> **Brief**
How many of the lines below contain the string "dark"? Reply with the number only.

[Lines from a box labeling dataset]
** Start **
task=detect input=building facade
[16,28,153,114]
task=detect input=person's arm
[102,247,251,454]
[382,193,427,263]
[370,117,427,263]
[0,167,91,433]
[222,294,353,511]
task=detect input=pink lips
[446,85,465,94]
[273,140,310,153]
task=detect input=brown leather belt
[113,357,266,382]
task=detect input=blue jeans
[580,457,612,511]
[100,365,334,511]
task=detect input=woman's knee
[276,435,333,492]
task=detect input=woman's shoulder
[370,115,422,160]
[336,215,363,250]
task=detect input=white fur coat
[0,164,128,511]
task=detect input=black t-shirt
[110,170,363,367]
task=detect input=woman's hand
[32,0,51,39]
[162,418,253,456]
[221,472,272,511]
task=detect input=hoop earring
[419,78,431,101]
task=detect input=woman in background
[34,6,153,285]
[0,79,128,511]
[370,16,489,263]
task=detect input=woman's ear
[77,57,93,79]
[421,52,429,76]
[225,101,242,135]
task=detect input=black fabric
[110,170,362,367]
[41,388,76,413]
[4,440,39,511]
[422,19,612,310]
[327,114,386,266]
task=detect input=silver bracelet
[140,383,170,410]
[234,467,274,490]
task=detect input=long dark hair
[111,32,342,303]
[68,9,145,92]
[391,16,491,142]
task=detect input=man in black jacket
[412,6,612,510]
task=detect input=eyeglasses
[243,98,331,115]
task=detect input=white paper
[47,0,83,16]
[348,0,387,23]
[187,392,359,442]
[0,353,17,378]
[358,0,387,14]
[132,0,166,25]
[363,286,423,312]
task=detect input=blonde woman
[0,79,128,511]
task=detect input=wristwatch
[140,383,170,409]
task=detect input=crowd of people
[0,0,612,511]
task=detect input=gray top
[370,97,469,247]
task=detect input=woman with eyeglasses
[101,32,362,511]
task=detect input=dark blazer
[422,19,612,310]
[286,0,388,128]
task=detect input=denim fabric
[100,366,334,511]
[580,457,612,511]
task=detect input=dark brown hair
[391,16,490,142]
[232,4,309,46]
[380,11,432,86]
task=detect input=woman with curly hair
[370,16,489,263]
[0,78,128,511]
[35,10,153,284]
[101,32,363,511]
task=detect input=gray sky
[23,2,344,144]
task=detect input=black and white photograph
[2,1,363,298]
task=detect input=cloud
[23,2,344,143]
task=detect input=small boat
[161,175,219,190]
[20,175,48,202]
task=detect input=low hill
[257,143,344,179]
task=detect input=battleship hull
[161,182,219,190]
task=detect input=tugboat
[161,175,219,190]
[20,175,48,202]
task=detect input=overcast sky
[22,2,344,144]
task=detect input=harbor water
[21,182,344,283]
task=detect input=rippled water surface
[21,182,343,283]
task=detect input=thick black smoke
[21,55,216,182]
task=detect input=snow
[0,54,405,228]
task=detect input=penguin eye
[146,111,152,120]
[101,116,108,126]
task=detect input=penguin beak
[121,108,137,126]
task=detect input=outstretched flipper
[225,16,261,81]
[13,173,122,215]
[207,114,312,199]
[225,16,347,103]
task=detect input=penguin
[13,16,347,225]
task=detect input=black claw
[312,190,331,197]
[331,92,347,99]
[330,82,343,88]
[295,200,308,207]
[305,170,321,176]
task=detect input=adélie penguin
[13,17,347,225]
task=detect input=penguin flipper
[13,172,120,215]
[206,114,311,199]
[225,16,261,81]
** End **
> **The answer**
3